[start Page excerpt]

Pertinent
to the issue interposed by the petitioners in G.R. No. L-45965 is
Section 1, Rule 90 of the Rules of Court which reads:
Sec. 1. When order for distribution of residue made. — When
the debts, funeral charges, and expenses of administration, the
allowance to the widow, and inheritance tax, if any, chargeable to the
estate in accordance with law, have been paid, the court, on application
of the executor or administrator, or of a person interested in the
estate, and after hearing upon notice, shall assign the residue of the
estate to the persons entitled to the same, naming them and the
proportions or parts, to which each is entitled, and such persons may
demand and recover their respective shares from the executor or
administrator, or any other person having the same in his possession. If
there is a controversy before the court as to who are the lawful heirs
of the deceased person or as to the distributive shares to which each
person is entitled under the law, the controversy shall be heard and
decided as in ordinary cases.
No distribution shall be allowed until the payment of the obligations above-mentioned has been made or provided for,
unless the distributees, or any of them give a bond, in a sum to be
fixed by the court, conditioned for the payment of said obligations
within such time as the court directs.

[end Page excerpt]

Tasks to perform ▸
1/ According to the Rule 90 excerpt, who may apply to the court for the residue of the estate to be assigned?
2/ Reproduce the Rule 90 excerpt word for word from "No distribution shall" to "the court directs.".
The listing has no connection to the Rule 90 excerpt.

[start Raw records]

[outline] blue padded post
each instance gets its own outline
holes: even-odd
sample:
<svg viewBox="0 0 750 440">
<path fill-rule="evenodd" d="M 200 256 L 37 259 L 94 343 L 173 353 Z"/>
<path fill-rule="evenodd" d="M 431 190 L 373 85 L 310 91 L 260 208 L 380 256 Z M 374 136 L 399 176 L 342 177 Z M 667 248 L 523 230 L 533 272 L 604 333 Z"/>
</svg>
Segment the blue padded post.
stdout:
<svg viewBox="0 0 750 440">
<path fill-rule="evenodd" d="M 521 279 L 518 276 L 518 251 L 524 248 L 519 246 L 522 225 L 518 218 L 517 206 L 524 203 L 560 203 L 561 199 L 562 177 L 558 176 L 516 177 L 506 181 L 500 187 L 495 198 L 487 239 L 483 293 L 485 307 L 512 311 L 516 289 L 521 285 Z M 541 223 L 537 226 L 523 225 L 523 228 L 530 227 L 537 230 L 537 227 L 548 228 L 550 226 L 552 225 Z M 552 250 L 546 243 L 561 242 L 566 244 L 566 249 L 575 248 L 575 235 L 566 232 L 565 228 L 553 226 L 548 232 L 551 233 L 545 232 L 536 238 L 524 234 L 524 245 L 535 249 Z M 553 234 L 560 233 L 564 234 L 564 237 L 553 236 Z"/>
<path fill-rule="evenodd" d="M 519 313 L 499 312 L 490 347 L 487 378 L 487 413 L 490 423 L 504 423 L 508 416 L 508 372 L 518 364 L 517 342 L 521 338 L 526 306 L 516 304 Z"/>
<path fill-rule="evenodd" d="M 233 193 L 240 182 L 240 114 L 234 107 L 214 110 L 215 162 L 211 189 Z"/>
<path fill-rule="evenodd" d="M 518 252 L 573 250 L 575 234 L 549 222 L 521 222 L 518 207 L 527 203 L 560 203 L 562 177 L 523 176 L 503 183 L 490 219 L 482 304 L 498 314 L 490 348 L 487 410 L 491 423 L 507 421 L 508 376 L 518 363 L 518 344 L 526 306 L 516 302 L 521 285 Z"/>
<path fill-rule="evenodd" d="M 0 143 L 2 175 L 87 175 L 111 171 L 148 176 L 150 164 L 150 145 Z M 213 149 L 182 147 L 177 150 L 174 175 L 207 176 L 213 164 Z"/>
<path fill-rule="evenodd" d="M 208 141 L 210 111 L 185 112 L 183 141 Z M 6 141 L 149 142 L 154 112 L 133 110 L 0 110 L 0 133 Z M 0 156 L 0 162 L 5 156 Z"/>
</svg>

[end Raw records]

Written responses ▸
1/ The executor or administrator, or a person interested in the estate.

2/
No distribution shall be allowed until the payment of the obligations above-mentioned has been made or provided for,
unless the distributees, or any of them give a bond, in a sum to be
fixed by the court, conditioned for the payment of said obligations
within such time as the court directs.